■ TASK BRIEF
Put the lines below into a numbered list, starting at the first line and ending at the line containing "[26,276,64,329]", with both of those lines included. Leave out blank lines and the pictures.

■ STORED ROWS
[Start]
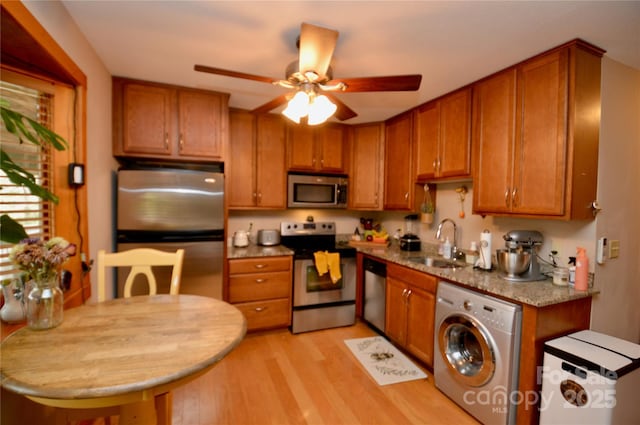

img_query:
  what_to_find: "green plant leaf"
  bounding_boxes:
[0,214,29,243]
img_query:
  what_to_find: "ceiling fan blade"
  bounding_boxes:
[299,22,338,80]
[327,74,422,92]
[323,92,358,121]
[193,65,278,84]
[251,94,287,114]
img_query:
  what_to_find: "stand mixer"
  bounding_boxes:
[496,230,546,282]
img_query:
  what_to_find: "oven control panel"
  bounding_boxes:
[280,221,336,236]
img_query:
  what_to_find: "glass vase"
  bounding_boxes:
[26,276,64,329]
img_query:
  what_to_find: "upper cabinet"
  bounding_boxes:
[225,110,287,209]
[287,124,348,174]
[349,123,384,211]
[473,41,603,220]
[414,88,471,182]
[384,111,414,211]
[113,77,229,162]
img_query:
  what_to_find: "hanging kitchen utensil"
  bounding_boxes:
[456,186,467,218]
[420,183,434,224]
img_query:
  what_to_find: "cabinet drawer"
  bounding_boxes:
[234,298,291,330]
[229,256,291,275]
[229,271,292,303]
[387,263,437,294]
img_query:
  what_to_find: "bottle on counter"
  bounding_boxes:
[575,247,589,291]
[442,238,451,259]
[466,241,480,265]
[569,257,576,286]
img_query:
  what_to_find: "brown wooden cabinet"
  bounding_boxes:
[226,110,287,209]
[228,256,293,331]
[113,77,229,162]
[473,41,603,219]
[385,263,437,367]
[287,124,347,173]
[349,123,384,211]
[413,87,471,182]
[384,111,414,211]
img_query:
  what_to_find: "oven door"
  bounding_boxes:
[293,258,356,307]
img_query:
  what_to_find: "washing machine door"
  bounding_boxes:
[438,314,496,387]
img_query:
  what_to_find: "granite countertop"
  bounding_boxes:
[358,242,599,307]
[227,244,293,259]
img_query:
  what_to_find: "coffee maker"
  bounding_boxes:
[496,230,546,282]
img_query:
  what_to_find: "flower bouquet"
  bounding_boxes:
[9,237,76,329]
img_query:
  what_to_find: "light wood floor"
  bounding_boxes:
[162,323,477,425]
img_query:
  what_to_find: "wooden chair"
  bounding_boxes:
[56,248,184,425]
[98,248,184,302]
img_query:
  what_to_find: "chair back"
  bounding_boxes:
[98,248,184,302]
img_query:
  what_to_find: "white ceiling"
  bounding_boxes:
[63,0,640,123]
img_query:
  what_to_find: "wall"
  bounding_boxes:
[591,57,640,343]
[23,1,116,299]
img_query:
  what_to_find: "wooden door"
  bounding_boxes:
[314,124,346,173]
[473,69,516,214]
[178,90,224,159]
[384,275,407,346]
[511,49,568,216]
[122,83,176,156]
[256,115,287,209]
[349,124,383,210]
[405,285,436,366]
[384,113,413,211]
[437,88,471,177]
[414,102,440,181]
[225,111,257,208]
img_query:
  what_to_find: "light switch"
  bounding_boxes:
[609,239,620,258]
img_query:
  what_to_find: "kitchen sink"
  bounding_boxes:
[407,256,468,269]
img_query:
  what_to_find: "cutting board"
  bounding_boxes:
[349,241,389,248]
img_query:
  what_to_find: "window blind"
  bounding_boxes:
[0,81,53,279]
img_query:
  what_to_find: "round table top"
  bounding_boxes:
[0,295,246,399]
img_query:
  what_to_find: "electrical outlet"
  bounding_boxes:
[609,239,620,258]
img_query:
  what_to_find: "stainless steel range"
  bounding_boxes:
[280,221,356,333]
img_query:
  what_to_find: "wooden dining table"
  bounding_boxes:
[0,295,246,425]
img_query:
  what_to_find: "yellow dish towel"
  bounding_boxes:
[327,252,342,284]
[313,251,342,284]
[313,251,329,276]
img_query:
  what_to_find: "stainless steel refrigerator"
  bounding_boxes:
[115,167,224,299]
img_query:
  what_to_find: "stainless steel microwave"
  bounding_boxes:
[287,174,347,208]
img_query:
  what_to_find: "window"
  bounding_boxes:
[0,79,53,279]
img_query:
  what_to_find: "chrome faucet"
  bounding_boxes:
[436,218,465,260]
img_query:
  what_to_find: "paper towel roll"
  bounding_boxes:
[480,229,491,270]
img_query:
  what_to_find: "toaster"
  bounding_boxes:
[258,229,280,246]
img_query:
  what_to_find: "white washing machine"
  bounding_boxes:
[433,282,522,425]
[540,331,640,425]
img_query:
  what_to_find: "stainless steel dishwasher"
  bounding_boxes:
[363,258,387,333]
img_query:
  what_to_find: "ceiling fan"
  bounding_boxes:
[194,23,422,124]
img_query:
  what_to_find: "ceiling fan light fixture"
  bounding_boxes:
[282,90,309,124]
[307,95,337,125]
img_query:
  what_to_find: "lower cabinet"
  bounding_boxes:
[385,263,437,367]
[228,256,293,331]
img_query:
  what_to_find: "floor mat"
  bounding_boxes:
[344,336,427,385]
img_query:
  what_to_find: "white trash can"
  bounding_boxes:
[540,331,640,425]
[End]
■ TASK ANSWER
1. img_query:
2.   what_to_find: "green plant leaf"
3.   bounding_boxes:
4. [0,214,29,243]
5. img_query:
6.   what_to_find: "ceiling fan blade"
7.   bounding_boxes:
8. [299,22,338,80]
9. [327,74,422,92]
10. [323,92,358,121]
11. [193,65,278,84]
12. [251,94,287,114]
13. img_query:
14.   what_to_find: "stand mixer"
15.   bounding_boxes:
16. [496,230,546,282]
17. img_query:
18.   what_to_find: "oven control panel"
19.   bounding_boxes:
20. [280,221,336,236]
21. img_query:
22.   what_to_find: "glass vase"
23.   bounding_boxes:
24. [26,276,64,329]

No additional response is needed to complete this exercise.